Passage for review –
○ ○ ○ ○ ○ ○ ○

It would really help if you could make clear who exactly you’re seeing and speaking to as I’m still unsure.

Your highs can be sorted. You just need to use your insulins to do that. It is full-on during pregnancy but you have the Dexcom to help you. If you’re happy to post a graph here, you’ll get more detailed suggestions about what the issue(s) might be and what others in your situation have done.


----------



## PhoebeC

Inka said:


> @Zoee3mma Can you just confirm - is it a “diabetes midwife” you’re seeing or is it a DSN? When I was pregnant I saw a multi-disciplinary team. The midwives did all the normal checking my baby things, but anything to do with diabetes was dealt with by a DSN. My diabetes consultant was also sometimes present at my clinic appointments.
> 
> I saw the multi-disciplinary team at a hospital, but between those checks I also saw a local midwife attached to my GP surgery just to check my blood pressure, etc. This local midwife did not get involved with my diabetes.
> 
> It would really help if you could make clear who exactly you’re seeing and speaking to as I’m still unsure.
> 
> Your highs can be sorted. You just need to use your insulins to do that. It is full-on during pregnancy but you have the Dexcom to help you. If you’re happy to post a graph here, you’ll get more detailed suggestions about what the issue(s) might be and what others in your situation have done.


I agree with Inka. 
you need a DSN and a diabetic consultant. I’ve never heard of a diabetic midwife before.  My DSN was on call most of the time. And she even helped sort of I needed to see say they midwife.
Short term highs won’t do much harm to baby.
With pregnancy it changes on a day to day basis and it’s harm to manage but not impossible. Try not to stress and just look at if there’s a pattern you can find.

Can you test your background insulin? I would do that I think, if you know your background is right the novorapid is easier to work with.
  Take care


----------



## grovesy

Diabetic Midwife's have been around in some places for quite a few years, they usally work as part of a multi discipline team.


----------



## Inka

Are they midwives with extra experience in diabetes @grovesy (ie a bit like the GP nurses who are diabetes ‘expert’ nurses) or are they actual DSNs? If it’s the former, @Zoee3mma would probably be better speaking to her DSN.

My DSN had extra pregnancy training and dealt with pregnant women with diabetes. She was quick to help me with pump adjustments in great detail. Her knowledge was excellent and she was extremely helpful.


----------



## grovesy

Inka said:


> Are they midwives with extra experience in diabetes @grovesy (ie a bit like the GP nurses who are diabetes ‘expert’ nurses) or are they actual DSNs? If it’s the former, @Zoee3mma would probably be better speaking to her DSN.
> 
> My DSN had extra pregnancy training and dealt with pregnant women with diabetes. She was quick to help me with pump adjustments in great detail. Her knowledge was excellent and she was extremely helpful.


It varies like everything else.


----------



## Inka

grovesy said:


> It varies like everything else.



Thanks @grovesy It doesn’t sound like @Zoee3mma has the support she needs.


----------

○ ○ ○ ○ ○ ○ ○

(Saved entries)
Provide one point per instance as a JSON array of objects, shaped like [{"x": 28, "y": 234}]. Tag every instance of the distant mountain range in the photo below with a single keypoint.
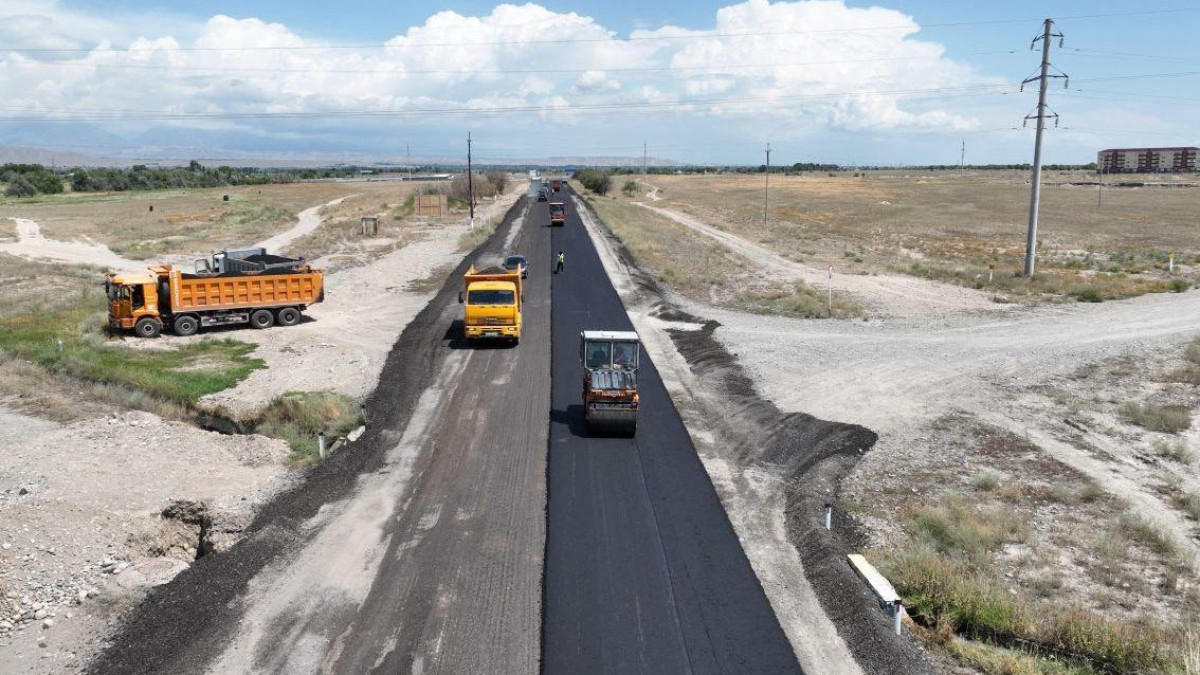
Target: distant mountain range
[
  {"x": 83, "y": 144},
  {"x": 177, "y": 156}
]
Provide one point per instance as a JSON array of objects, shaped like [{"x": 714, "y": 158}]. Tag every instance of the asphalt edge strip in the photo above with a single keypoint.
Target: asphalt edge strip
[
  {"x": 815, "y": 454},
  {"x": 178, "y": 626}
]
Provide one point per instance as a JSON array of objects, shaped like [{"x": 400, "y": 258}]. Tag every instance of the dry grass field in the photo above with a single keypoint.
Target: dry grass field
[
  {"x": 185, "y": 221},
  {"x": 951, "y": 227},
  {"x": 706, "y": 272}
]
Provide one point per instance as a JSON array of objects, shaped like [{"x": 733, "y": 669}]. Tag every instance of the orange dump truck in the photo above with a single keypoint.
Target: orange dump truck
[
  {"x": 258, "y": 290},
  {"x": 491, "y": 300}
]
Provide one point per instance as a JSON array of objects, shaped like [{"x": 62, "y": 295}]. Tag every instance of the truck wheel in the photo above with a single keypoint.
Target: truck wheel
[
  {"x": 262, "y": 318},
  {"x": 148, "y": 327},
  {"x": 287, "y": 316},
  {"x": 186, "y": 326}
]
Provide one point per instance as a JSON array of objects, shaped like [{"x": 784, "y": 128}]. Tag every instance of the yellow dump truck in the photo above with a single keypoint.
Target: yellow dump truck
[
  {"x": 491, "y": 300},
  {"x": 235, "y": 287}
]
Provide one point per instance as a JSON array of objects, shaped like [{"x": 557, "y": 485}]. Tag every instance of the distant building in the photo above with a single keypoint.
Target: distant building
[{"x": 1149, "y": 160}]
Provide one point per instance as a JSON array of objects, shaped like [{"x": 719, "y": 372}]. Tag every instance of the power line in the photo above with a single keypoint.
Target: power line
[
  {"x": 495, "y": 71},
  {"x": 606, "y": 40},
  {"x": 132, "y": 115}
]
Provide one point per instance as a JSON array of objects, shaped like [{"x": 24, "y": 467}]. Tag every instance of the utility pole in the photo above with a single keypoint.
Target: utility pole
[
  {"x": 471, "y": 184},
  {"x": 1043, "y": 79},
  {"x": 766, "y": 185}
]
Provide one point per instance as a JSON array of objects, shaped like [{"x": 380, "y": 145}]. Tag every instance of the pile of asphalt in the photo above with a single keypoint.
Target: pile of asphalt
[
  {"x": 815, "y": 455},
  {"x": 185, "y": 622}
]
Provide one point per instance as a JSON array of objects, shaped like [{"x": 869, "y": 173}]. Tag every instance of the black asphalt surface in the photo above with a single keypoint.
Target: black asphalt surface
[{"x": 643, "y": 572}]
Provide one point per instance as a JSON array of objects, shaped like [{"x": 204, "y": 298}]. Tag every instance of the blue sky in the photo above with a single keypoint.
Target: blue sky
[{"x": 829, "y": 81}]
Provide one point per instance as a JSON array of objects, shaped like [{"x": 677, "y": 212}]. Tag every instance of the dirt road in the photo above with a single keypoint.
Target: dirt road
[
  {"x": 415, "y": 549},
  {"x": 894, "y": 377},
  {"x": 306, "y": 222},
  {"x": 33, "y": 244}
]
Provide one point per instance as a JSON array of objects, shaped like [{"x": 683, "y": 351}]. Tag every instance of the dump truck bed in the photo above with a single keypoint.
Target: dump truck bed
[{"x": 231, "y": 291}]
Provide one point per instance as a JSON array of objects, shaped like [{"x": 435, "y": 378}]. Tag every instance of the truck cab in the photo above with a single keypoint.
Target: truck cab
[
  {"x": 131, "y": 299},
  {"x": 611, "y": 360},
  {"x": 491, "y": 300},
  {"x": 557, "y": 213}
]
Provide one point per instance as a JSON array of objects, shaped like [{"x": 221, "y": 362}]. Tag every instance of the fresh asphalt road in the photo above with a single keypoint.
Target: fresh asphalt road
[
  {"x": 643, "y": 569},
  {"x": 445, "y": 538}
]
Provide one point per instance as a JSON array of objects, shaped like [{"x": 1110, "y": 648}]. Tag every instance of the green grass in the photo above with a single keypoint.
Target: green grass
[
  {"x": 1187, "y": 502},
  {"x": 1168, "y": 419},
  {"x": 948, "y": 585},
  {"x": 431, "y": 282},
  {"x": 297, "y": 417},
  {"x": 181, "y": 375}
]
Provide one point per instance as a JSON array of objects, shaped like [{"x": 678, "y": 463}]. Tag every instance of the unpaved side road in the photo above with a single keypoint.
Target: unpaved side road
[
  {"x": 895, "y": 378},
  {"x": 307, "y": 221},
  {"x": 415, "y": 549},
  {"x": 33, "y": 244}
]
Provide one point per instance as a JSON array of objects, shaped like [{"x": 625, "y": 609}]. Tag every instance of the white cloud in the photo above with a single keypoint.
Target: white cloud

○ ○ ○ ○ ○ ○ ○

Task requirements –
(A) Answer these questions from the pregnancy and diabetes thread:
(i) Where did Inka see the multi-disciplinary team?
(ii) According to PhoebeC, who was on call most of the time?
(iii) According to grovesy, what do diabetic midwives usually work as part of?
(B) Copy the part of the pregnancy and diabetes thread between "you need a DSN" and "to work with.", inclusive.
The saved entries stand apart from the pregnancy and diabetes thread as separate material.

Task-by-task answers –
(A)
(i) At a hospital.
(ii) PhoebeC's DSN.
(iii) A multi discipline team.

(B)
you need a DSN and a diabetic consultant. I’ve never heard of a diabetic midwife before.  My DSN was on call most of the time. And she even helped sort of I needed to see say they midwife.
Short term highs won’t do much harm to baby.
With pregnancy it changes on a day to day basis and it’s harm to manage but not impossible. Try not to stress and just look at if there’s a pattern you can find.

Can you test your background insulin? I would do that I think, if you know your background is right the novorapid is easier to work with.